YOUR OBJECTIVE:
Edit the material below by replacing "noun phrase" with "short description" wherever it occurs. Leave all other text unchanged.

GIVEN DATA:

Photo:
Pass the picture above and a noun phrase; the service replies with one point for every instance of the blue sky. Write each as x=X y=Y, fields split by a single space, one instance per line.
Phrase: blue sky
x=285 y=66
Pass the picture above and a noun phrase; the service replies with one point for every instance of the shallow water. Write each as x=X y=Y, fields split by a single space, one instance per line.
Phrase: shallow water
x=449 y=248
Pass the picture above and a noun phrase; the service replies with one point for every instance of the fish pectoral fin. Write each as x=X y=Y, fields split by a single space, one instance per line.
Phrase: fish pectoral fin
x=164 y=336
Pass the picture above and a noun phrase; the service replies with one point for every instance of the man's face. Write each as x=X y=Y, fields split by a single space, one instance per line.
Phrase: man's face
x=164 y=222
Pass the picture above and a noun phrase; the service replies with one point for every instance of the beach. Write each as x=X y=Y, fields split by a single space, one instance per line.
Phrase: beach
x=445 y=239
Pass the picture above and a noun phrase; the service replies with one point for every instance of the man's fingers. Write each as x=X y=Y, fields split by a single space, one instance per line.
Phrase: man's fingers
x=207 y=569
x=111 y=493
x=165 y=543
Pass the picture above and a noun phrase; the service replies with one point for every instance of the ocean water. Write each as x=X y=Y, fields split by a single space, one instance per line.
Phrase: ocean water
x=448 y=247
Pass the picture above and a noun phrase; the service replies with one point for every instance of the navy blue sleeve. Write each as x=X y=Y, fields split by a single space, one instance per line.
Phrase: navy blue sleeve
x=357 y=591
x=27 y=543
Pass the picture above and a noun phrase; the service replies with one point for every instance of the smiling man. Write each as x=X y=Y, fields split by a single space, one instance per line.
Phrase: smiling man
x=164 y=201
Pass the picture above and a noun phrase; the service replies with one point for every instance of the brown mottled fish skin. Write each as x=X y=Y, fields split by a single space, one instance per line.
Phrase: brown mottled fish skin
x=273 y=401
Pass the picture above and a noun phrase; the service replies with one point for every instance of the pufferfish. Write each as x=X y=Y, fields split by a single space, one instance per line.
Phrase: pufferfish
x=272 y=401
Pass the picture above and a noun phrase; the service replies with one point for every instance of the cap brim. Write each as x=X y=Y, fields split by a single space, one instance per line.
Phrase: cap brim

THE RESPONSE:
Photo:
Pass the picture above and a short description; the service replies with one point for every instance of the blue sky. Write each as x=X y=Y, fields split by a single space, one instance per line.
Phrase: blue sky
x=285 y=66
Pass the picture above and a short description; the service replies with one point for every instance of the shallow water. Write each as x=X y=Y, fields split by a single space, one instance per line.
Phrase: shallow water
x=449 y=248
Pass the picture above and a short description; the service replies with one point for every instance of the fish pectoral fin. Write each as x=X y=Y, fields split by a single space, one instance per line.
Phrase: fish pectoral fin
x=164 y=336
Pass the picture above and a short description; the service replies with one point for every instance of the man's face. Write each as x=X y=Y, fields split by a single space, one instance per line.
Phrase: man's face
x=164 y=222
Pass the picture above and a short description; the service replies with one point for every instance of the beach. Write each as x=X y=Y, fields split by a single space, one instance per line.
Phrase: beach
x=445 y=239
Pass the picture above and a short description; the service replies with one point for every instance of the man's fingers. Write each as x=X y=Y, fields split by a single space, one instance per line.
Phrase: man's fingers
x=207 y=569
x=111 y=493
x=165 y=543
Pass the picture above and a short description; the service replies with one point for every instance of the ocean water. Write each as x=X y=Y, fields split by a single space, one instance per line.
Phrase: ocean water
x=448 y=247
Pass the picture above and a short description; the service replies with one point for every instance of the navy blue sleeve. Write each as x=X y=Y, fields split by a single space, one instance per line.
Phrase: navy blue sleeve
x=357 y=591
x=27 y=543
Pass the picture above and a short description; the service replies with one point for every instance of the smiling man. Write each as x=X y=Y, fields split by a single space, one instance per line.
Phrase: smiling man
x=164 y=201
Pass the picture above and a short description; the service replies with one point for every instance of the brown mottled fish skin. Write each as x=X y=Y, fields split by a single space, one instance per line.
Phrase: brown mottled fish skin
x=273 y=401
Pass the picture above and a short description; the service replies with one point for every instance of the pufferfish. Write each as x=X y=Y, fields split by a single space, one instance per line.
Phrase: pufferfish
x=272 y=401
Pass the picture above and a short description; the service replies with one point for every instance of the cap brim. Write each as x=X y=Y, fields split by a single space, one instance per line.
Phrase: cap brim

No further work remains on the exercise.